DIRECTION —
Copy every line of the data below word for word, but leave the pictures out.

INPUT MATERIAL —
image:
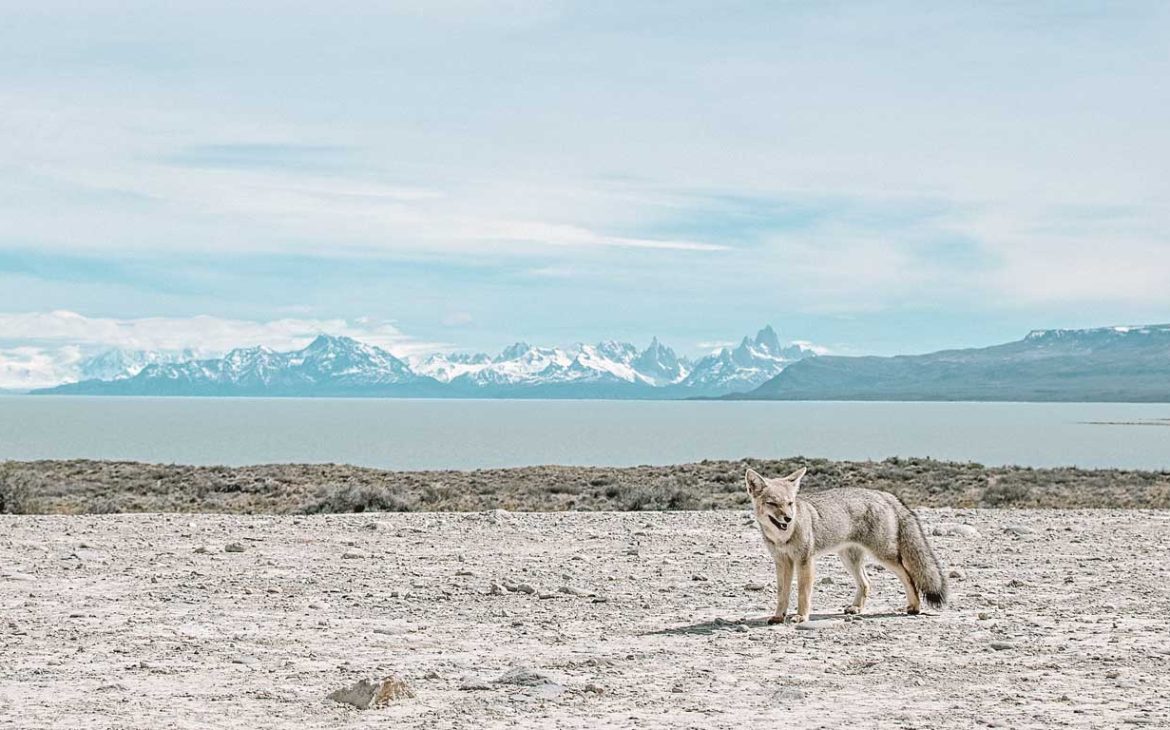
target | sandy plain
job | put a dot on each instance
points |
(1059, 618)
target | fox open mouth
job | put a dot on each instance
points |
(779, 525)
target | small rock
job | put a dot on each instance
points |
(366, 694)
(577, 592)
(817, 625)
(954, 529)
(787, 694)
(524, 676)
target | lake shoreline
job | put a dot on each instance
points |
(110, 487)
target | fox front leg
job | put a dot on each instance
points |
(804, 591)
(783, 586)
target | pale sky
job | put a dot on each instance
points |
(871, 177)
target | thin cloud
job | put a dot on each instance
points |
(204, 333)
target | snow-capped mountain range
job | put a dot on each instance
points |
(344, 366)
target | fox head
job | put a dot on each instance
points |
(775, 500)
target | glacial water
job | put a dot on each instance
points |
(465, 434)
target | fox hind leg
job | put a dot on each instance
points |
(854, 563)
(783, 590)
(913, 604)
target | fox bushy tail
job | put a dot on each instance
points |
(920, 560)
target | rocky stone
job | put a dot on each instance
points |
(954, 529)
(1019, 530)
(366, 694)
(523, 676)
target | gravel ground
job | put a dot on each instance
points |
(648, 620)
(110, 487)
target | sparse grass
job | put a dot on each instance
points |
(68, 487)
(15, 491)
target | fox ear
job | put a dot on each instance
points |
(796, 476)
(756, 483)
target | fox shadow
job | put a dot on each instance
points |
(742, 625)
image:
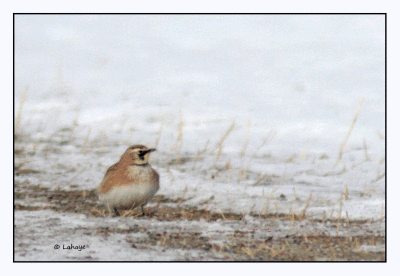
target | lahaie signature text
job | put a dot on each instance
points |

THE RESPONSE —
image:
target | sandy plain
job | put a dot on each instance
points |
(1059, 618)
target | fox open mouth
job | put a dot on each instance
points |
(779, 525)
target | small rock
job | put a dot on each instance
points |
(366, 694)
(577, 592)
(817, 625)
(954, 529)
(787, 694)
(524, 676)
target | lake shoreline
job | put a dot on each instance
points |
(110, 487)
target | fox front leg
job | put a dot on each instance
points |
(804, 591)
(783, 586)
target | pale sky
job | put a dot on each instance
points |
(871, 177)
target | thin cloud
job | put a dot on each instance
points |
(204, 333)
target | snow-capped mountain range
job | put a dot on each instance
points |
(344, 366)
target | fox head
job | put a dot on each instance
points |
(775, 500)
target | glacial water
job | put a dot on each instance
points |
(465, 434)
target | fox hind leg
job | put a dot on each instance
points |
(854, 563)
(783, 590)
(913, 604)
target | fox bushy tail
job | put a dot on each instance
points |
(920, 560)
target | rocky stone
job | put a dot on each instance
points |
(954, 529)
(1019, 530)
(366, 694)
(523, 676)
target | gravel ground
job | put a dot on each instance
points |
(648, 620)
(110, 487)
target | sparse grass
job | put a dot on each instance
points |
(68, 487)
(15, 491)
target | fox ear
job | put a dot on each instance
points |
(796, 476)
(756, 483)
target | fox shadow
job | put a dot on each instance
points |
(742, 625)
image:
target | lahaie signature text
job | put a dot on each instance
points |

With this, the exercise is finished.